» TASK DIRECTIONS
Arrange the data as a numbered list, beginning with the line containing "task: segment each instance of the **liquid" and continuing through the line containing "[[[1,0],[0,28],[255,28],[256,0]]]", with blank lines dropped. Exclude the pictures from your answer.

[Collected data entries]

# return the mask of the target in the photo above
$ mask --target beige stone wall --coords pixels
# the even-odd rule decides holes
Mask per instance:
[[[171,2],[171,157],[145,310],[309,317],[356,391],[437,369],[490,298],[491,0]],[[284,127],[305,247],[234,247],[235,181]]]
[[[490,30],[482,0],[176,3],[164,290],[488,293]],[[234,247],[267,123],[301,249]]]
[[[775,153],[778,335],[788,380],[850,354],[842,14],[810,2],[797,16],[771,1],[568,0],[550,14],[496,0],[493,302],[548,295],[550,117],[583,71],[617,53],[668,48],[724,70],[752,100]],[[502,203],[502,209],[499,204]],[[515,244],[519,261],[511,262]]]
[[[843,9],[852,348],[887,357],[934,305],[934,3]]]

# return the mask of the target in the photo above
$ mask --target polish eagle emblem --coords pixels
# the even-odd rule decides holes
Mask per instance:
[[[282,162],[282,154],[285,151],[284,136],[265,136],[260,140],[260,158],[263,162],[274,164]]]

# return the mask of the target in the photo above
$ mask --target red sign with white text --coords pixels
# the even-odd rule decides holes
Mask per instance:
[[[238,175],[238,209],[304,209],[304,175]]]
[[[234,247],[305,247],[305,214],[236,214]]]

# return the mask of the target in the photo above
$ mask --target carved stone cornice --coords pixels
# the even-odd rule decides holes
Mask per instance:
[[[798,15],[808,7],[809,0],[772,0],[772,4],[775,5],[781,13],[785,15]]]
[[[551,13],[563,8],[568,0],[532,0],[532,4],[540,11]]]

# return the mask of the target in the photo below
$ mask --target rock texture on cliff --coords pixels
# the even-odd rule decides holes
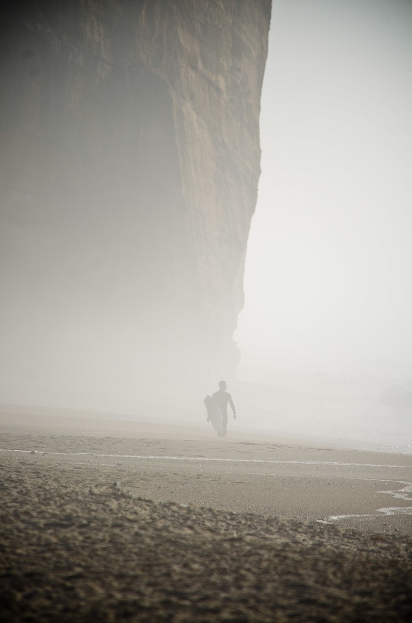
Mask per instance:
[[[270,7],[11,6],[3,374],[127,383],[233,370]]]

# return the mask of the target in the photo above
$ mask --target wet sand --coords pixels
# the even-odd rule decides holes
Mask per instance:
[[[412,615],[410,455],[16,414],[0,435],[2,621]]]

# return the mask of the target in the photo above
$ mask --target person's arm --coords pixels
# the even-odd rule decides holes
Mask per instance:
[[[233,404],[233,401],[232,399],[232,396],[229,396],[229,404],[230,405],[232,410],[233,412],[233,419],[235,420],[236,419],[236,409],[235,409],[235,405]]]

...

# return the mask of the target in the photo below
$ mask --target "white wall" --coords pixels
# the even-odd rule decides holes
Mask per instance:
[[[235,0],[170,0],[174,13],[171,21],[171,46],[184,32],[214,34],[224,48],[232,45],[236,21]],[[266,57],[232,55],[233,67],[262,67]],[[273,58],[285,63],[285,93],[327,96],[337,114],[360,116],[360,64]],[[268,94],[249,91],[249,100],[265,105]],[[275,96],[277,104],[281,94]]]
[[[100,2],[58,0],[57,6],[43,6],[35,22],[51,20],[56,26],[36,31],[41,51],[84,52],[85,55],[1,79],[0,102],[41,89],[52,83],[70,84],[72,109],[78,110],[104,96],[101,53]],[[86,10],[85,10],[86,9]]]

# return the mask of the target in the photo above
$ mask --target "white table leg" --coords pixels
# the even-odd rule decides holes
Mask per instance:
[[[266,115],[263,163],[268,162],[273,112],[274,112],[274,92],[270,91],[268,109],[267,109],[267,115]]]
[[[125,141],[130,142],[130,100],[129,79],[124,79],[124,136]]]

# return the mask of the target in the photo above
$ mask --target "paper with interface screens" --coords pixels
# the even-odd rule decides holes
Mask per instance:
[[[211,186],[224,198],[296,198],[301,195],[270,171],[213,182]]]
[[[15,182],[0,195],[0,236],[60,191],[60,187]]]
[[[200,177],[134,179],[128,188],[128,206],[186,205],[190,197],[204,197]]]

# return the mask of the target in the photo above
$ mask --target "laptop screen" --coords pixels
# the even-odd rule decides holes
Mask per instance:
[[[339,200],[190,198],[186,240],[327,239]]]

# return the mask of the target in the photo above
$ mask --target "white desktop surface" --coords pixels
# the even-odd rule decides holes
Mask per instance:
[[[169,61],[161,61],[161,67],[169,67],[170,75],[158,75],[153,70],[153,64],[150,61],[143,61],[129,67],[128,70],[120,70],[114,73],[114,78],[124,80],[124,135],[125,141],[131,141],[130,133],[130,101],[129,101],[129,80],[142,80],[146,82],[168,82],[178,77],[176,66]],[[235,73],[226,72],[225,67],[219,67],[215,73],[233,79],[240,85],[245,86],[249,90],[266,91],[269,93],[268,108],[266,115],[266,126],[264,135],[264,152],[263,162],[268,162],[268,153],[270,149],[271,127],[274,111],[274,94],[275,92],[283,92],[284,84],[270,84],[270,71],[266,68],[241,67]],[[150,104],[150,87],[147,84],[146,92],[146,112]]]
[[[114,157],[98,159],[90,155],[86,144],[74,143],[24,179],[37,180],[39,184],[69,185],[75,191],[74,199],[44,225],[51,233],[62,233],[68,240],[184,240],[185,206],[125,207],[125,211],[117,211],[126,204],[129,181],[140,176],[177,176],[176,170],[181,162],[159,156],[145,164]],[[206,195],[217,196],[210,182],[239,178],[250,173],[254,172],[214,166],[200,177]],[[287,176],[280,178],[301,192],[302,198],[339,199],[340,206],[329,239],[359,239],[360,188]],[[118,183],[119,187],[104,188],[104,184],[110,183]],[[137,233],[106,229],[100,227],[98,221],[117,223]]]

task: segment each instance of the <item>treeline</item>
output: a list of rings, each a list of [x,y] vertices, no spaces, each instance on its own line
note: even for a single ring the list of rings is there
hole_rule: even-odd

* * *

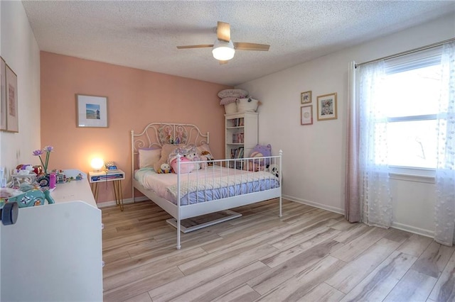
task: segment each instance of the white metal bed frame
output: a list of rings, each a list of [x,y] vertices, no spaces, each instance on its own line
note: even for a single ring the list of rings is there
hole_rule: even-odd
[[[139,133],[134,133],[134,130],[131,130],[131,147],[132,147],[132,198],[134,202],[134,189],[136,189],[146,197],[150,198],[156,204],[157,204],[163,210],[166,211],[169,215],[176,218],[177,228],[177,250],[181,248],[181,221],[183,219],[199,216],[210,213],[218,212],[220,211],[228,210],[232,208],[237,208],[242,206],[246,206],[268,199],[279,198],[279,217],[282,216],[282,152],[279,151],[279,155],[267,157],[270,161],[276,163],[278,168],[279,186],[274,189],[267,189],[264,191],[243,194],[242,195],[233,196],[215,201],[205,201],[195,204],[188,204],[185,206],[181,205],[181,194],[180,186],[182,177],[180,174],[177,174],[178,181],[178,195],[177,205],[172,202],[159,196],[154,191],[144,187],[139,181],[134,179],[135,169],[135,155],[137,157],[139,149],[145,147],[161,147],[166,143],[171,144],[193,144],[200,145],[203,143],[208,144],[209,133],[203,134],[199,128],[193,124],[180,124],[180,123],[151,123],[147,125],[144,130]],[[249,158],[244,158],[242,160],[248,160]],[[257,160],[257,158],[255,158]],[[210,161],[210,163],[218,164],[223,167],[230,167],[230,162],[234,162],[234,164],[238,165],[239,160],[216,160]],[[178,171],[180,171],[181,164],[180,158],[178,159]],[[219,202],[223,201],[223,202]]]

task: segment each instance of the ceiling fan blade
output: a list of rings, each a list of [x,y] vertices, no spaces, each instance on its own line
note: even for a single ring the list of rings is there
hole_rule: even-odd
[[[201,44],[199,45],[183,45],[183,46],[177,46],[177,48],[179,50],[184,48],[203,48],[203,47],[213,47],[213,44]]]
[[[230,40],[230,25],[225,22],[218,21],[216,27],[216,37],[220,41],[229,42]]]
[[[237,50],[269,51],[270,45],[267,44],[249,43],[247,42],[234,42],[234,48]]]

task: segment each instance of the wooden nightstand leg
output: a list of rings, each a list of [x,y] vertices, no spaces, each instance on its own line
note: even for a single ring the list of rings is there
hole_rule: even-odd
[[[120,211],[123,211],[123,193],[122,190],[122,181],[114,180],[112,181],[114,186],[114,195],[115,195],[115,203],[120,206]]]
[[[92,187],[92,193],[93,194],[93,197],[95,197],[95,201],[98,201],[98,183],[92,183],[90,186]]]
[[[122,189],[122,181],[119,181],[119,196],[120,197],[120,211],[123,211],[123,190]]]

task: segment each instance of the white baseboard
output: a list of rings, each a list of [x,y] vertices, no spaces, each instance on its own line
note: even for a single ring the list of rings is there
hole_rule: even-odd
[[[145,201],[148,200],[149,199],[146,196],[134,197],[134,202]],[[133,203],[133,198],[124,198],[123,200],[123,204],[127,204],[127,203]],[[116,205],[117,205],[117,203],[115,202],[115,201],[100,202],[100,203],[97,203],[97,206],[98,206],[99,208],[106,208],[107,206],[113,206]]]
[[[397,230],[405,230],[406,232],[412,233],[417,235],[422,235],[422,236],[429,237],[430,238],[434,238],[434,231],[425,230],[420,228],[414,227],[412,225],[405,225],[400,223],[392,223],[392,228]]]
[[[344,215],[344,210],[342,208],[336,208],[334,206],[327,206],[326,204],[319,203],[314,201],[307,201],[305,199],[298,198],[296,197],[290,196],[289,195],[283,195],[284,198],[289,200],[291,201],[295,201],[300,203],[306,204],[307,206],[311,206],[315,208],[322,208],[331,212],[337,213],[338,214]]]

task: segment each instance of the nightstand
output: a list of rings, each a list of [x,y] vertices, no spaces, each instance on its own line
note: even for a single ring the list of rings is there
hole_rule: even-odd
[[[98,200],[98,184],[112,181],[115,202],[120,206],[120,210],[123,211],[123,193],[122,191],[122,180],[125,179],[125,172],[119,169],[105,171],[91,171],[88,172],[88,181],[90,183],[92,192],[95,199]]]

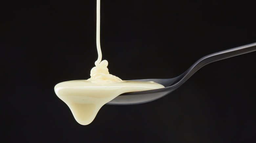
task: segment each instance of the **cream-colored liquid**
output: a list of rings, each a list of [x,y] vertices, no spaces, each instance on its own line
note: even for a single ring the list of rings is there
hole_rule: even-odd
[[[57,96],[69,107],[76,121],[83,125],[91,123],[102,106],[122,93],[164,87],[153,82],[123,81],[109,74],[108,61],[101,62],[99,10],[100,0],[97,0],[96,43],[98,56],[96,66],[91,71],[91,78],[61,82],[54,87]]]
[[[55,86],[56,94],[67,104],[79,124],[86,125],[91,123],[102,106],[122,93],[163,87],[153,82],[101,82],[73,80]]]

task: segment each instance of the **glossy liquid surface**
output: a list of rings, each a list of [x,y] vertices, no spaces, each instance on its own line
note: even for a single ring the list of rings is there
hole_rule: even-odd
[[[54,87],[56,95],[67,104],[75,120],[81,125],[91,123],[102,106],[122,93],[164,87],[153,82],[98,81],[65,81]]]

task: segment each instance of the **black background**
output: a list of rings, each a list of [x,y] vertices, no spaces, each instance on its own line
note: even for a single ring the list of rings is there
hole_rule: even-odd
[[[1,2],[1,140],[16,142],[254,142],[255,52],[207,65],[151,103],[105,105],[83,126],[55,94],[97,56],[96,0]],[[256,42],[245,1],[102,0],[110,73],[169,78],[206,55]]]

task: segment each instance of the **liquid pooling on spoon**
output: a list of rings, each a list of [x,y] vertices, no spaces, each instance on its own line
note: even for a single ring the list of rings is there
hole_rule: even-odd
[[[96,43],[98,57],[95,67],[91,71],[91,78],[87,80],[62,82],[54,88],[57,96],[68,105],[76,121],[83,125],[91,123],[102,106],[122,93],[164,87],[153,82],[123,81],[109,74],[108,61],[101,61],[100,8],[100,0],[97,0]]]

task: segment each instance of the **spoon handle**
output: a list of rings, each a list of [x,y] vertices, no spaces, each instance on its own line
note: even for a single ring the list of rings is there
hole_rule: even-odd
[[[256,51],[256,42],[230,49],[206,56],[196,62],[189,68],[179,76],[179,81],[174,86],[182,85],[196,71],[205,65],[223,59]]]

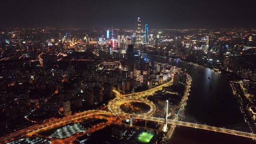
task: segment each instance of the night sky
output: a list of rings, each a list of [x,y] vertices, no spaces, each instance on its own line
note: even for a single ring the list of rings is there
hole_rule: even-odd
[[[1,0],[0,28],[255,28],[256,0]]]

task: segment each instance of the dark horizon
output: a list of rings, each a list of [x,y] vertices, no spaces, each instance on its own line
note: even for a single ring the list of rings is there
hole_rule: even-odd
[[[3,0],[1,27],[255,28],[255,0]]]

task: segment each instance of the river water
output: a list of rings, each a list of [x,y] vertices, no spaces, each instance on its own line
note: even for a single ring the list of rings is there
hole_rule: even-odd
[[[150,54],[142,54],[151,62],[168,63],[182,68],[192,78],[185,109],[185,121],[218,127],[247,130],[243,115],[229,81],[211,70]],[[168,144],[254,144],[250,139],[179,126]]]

» SOLUTION
1. task: segment each instance of the **liquid pooling on spoon**
2. output: a list of rings, each a list of [x,y] vertices, no spaces, each instance on its own line
3. note: even for a single ring the list of rings is there
4. hole_rule: even-odd
5. [[[96,43],[98,57],[95,67],[91,71],[91,78],[87,80],[62,82],[54,88],[57,96],[68,105],[76,121],[83,125],[91,123],[102,106],[122,93],[164,87],[153,82],[123,81],[109,74],[108,61],[101,61],[100,8],[100,0],[97,0]]]
6. task: segment each instance of the **spoon handle**
7. output: a list of rings, each a list of [x,y] vertices, no spaces, each instance on its own line
8. note: even for a single ring the list of rings is there
9. hole_rule: even-odd
10. [[[256,51],[256,42],[230,49],[206,56],[196,62],[189,68],[179,76],[179,81],[174,86],[182,85],[196,71],[205,65],[223,59]]]
11. task: segment each instance of the night sky
12. output: a list of rings, each a list of [x,y] vertices, no spaces, each instance on its own line
13. note: even for a single ring the list of rings is there
14. hole_rule: even-odd
15. [[[1,0],[0,28],[255,28],[256,0]]]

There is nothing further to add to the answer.